>> BEGIN

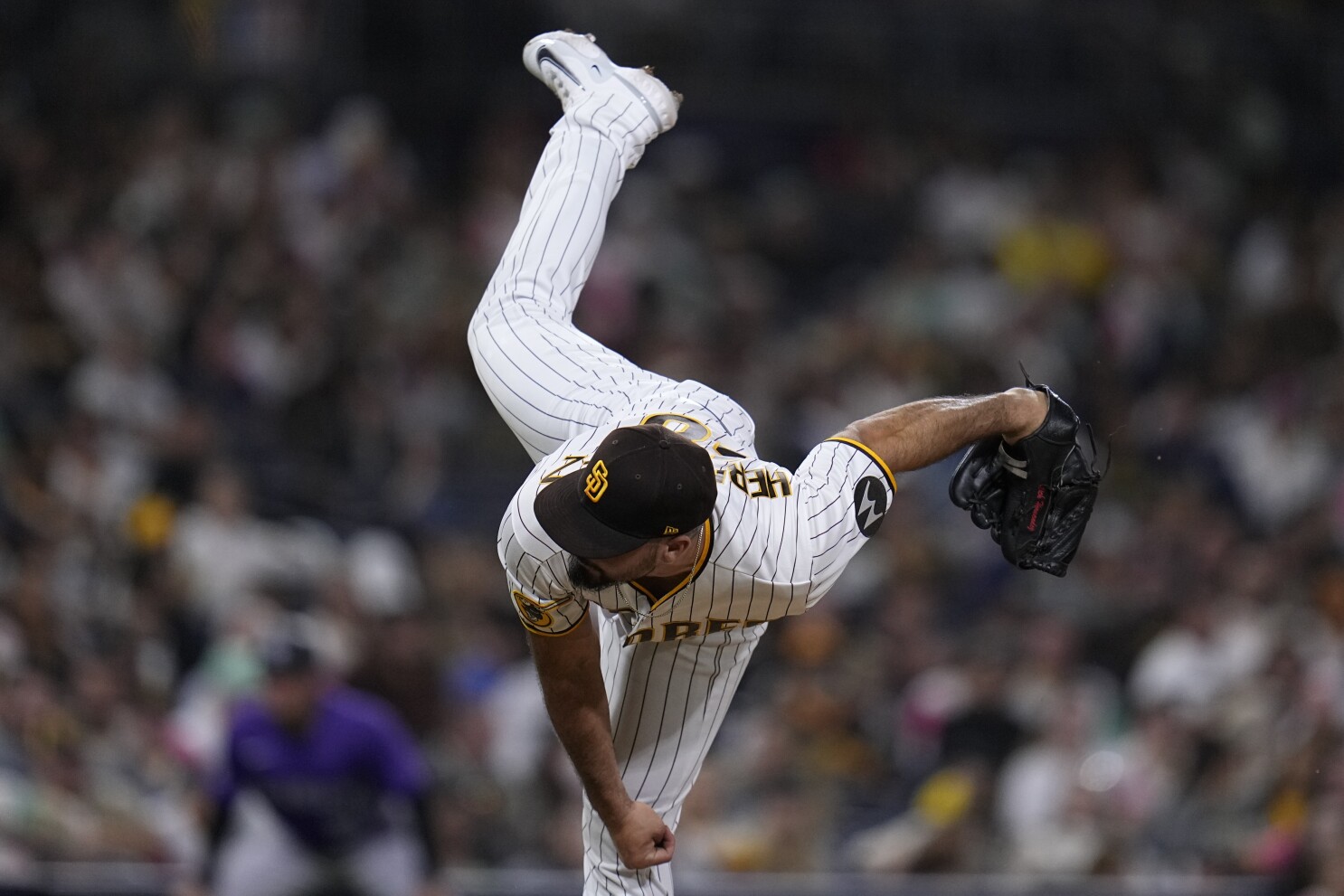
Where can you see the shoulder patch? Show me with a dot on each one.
(531, 610)
(870, 504)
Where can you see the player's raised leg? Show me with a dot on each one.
(668, 699)
(549, 381)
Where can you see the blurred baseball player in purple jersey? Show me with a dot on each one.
(320, 788)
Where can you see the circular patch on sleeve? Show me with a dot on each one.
(870, 504)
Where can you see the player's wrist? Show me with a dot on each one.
(1027, 410)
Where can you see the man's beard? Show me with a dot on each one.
(586, 577)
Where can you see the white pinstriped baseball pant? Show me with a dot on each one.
(552, 382)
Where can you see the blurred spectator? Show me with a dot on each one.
(318, 783)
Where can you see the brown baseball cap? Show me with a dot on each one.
(641, 483)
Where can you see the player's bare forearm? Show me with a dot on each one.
(570, 669)
(921, 433)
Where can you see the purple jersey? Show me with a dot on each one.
(328, 782)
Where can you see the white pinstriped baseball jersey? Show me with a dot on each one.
(776, 542)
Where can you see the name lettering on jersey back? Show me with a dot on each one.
(686, 629)
(566, 467)
(758, 484)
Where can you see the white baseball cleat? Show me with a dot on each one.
(596, 90)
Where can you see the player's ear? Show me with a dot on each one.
(677, 547)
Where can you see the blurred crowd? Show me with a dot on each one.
(234, 386)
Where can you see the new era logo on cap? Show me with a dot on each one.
(641, 483)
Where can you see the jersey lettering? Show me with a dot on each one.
(686, 629)
(682, 425)
(758, 484)
(570, 459)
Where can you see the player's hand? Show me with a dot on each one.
(641, 838)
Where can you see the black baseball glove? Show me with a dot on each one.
(1035, 495)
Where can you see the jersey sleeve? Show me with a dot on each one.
(846, 492)
(535, 575)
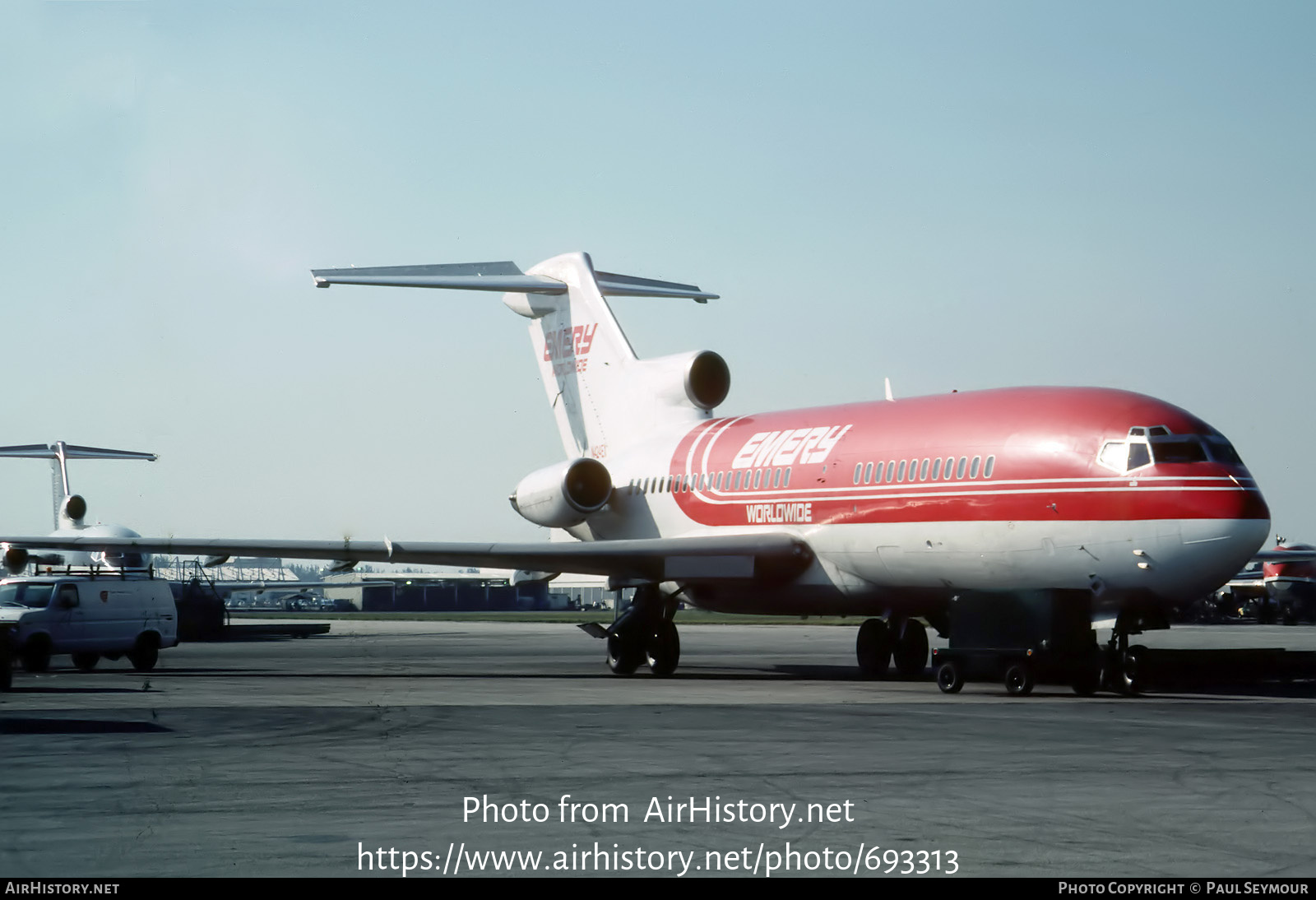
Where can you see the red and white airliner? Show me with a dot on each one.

>> END

Work to complete - Retype every item above word for word, leaving out the pictures.

Written answer -
Where can you see the shoulder patch? Show me with a dot on each one.
(531, 610)
(870, 504)
Where can you see the player's raised leg? Show me with a dot on each one.
(668, 699)
(549, 381)
Where can you see the blurred baseball player in purple jersey? Show me with a dot on each one.
(320, 788)
Where can you see the circular patch on sleeve? Show me with a dot on each one.
(870, 504)
Where can you see the player's wrist? Show me with a dot on each one.
(1027, 410)
Where can you see the man's beard? Show me with a dot on each one.
(586, 577)
Where can you see the white pinstriped baseball pant? Show me with a dot on each one.
(552, 382)
Where can you see the blurred spectator? Show me with a dot on each one.
(318, 783)
Where can you see the brown baseball cap? Show me with a dot on each one.
(641, 483)
Where can you see the player's bare forearm? Show me with a dot on each one.
(570, 669)
(921, 433)
Where can you see the purple jersey? Show me with a dot on each one.
(328, 782)
Where can you see the white pinstriped baseball jersey? Show me with a dot on each one.
(776, 542)
Where can you see the name lettering on jersey back? Show me with a dot on each one.
(686, 629)
(566, 467)
(758, 484)
Where can you see the white baseball cleat? Show me with a dot on each one.
(596, 90)
Where can you see the player's ear? Show me with a dot on each one.
(677, 547)
Where can you see the blurred crowd? Show me with a dot on each one.
(234, 386)
Where can you see the new era logo on cap? Show me with a dot on each one.
(641, 483)
Where can you see the jersey lettering? Show me with a dot on each one.
(686, 629)
(682, 425)
(758, 484)
(570, 459)
Where can you see the player's hand? Show me with a dot on each one.
(641, 838)
Where can you see the black baseball glove? Show me with a dot on each one.
(1035, 495)
Where can you see the jersey sleeve? Show me with a dot on each one.
(846, 492)
(535, 575)
Where can you see the red and white airliner? Show me with a dot on each one.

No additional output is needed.